Document excerpt.
* * * * * * * * *

The people who claim Francis Crick believed life did not arise on earth need to provide a definite source for that assertion. I looked and couldn't find one. They should probably modify their assertion to say that Crick once believed it was so unlikely that life arose naturally on earth that he conducted his own theoretical investigation into the possibility of directed panspermia and concluded there was no reason to believe in an earthly origin rather than an extraterrestrial origin of life.
In
Life Itself by Francis Crick he says,
An honest man, armed with all the knowledge available to us now, could only state that in some sense, the origin of life appears at the moment to be almost a miracle, so many are the conditions which would have had to have been satisfied to get it going. But this should not be taken to imply that there are good reasons to believe that it could not have started on the earth by a perfectly reasonable sequence of fairly ordinary chemical reactions. The plain fact is that the time available was too long, the many microenvironments on the earth's surface too diverse, the various chemical possibilities too numerous and our own knowledge and imagination too feeble to allow us to be able to unravel exactly how it might or might not have happened such a long time ago, especially as we have no experimental evidence from that era to check our ideas against. Perhaps in the future we may know enough to make a considered guess, but at the present time we can only say that we cannot decide whether the origin of life on earth was an extremely unlikely event or almost a certainty—or any possibility in between these two extremes.

* * * * * * * * *

Stored entries:
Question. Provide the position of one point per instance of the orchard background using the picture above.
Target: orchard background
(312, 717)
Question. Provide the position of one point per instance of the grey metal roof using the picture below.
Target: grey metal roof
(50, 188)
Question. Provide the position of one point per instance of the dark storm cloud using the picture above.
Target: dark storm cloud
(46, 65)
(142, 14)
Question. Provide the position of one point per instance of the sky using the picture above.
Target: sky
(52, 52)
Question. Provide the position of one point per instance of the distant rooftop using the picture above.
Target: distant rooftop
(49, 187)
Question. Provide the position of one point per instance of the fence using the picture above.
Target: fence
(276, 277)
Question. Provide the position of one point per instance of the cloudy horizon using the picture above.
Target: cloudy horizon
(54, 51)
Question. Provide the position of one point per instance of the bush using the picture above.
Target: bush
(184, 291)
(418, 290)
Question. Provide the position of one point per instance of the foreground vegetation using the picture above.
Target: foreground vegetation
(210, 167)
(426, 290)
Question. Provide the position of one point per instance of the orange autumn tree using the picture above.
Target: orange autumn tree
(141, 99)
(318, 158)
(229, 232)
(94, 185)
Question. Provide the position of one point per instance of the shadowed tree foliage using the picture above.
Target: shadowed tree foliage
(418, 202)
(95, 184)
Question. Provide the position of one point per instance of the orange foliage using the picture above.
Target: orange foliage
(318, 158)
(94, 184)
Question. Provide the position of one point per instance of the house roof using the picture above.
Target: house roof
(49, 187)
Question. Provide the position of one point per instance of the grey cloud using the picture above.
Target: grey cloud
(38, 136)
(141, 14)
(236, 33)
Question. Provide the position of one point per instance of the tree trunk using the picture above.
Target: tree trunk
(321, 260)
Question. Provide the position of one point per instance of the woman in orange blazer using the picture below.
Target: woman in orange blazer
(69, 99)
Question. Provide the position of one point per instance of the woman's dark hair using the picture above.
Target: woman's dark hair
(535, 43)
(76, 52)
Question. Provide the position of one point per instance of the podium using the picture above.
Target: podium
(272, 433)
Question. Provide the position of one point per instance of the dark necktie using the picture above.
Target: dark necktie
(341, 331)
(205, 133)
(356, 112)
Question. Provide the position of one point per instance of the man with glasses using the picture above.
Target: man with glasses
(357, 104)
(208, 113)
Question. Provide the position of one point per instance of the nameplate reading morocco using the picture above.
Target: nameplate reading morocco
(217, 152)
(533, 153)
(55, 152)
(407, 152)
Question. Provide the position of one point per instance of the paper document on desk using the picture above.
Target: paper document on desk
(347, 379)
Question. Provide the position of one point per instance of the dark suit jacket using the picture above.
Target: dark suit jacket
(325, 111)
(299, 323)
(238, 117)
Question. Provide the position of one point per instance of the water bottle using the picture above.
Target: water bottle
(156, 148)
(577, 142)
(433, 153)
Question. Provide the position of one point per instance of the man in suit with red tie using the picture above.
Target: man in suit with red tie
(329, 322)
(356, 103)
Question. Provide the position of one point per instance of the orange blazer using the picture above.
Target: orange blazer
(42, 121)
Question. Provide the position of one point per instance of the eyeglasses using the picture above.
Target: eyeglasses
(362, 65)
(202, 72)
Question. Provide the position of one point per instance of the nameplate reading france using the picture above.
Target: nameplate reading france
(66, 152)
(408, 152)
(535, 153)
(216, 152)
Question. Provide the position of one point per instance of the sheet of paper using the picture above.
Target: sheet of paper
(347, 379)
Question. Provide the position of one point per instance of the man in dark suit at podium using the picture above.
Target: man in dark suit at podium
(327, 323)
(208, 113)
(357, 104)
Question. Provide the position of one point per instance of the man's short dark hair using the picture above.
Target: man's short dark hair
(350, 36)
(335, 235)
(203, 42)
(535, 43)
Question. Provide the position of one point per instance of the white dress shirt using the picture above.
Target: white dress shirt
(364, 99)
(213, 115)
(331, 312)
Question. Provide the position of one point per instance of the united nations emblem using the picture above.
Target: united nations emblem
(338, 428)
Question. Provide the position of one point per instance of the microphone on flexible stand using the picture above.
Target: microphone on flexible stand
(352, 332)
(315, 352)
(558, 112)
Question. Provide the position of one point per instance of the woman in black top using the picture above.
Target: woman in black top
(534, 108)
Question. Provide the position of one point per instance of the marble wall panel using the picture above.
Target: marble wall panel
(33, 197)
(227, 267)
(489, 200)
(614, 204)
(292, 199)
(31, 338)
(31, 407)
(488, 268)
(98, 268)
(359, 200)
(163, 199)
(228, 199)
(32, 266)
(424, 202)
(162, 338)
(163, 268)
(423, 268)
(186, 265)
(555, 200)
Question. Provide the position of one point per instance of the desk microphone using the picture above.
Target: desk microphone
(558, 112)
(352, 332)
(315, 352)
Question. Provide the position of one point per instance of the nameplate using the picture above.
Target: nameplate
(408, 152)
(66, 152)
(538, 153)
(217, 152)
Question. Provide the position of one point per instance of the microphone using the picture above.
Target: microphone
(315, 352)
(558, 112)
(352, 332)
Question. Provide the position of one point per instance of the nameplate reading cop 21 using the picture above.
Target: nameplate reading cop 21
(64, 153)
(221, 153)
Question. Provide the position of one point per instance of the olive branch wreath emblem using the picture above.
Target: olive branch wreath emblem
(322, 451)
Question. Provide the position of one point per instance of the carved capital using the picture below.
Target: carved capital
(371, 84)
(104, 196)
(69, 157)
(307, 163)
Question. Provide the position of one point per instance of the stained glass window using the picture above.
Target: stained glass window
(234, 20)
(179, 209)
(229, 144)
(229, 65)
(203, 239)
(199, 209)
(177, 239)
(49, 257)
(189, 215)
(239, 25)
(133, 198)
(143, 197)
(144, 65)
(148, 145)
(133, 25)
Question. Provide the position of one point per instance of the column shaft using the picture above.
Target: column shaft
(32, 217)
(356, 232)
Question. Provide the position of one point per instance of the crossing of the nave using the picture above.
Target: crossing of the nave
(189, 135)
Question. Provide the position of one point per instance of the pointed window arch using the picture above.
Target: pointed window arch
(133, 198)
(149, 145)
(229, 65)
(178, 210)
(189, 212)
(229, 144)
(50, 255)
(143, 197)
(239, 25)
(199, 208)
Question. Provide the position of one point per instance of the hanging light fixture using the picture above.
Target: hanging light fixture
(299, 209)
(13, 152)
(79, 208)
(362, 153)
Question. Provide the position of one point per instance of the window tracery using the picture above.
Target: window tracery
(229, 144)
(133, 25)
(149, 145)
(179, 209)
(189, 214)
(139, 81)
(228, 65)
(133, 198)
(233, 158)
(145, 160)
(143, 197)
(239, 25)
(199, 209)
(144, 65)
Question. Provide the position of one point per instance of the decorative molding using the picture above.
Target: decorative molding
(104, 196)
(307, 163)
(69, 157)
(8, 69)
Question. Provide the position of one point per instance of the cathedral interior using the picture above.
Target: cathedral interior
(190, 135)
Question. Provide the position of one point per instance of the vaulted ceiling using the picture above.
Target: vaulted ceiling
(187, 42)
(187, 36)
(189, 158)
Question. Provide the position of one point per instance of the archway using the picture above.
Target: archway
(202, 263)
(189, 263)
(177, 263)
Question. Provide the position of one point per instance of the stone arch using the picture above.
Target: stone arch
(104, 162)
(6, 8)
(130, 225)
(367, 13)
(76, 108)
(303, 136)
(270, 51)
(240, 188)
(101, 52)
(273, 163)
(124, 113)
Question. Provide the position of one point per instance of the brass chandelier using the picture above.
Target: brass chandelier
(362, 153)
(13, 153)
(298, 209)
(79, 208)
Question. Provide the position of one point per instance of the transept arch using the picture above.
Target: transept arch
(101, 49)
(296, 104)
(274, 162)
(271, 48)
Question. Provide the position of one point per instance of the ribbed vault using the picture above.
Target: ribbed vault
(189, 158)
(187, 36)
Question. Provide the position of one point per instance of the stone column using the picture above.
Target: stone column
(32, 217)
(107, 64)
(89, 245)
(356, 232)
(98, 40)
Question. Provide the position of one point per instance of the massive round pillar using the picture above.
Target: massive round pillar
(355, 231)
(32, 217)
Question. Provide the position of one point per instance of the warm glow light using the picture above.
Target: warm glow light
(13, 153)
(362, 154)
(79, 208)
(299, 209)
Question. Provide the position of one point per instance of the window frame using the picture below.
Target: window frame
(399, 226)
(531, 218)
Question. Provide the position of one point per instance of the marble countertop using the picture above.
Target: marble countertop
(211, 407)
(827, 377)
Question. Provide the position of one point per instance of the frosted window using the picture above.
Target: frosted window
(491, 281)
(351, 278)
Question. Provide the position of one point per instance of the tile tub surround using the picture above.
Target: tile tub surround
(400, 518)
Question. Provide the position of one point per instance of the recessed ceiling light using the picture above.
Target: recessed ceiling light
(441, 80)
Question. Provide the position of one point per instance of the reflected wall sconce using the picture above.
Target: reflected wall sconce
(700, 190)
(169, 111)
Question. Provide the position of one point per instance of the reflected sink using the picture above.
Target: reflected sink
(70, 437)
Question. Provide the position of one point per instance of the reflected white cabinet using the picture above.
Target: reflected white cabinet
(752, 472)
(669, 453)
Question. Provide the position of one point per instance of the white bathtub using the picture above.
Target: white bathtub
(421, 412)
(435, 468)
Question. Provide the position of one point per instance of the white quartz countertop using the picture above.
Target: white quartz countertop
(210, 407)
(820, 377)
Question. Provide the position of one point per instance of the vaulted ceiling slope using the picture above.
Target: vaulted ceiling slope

* * * * * * * * *

Problems to work on.
(A) Echo a section of the passage about Crick word for word, starting at "The people who" and ending after "origin of life.".
(B) In the passage about Crick, which book is named as the source of his quoted statement on the origin of life?
None of this data is needed.

Expected results.
(A)
The people who claim Francis Crick believed life did not arise on earth need to provide a definite source for that assertion. I looked and couldn't find one. They should probably modify their assertion to say that Crick once believed it was so unlikely that life arose naturally on earth that he conducted his own theoretical investigation into the possibility of directed panspermia and concluded there was no reason to believe in an earthly origin rather than an extraterrestrial origin of life.

(B) Life Itself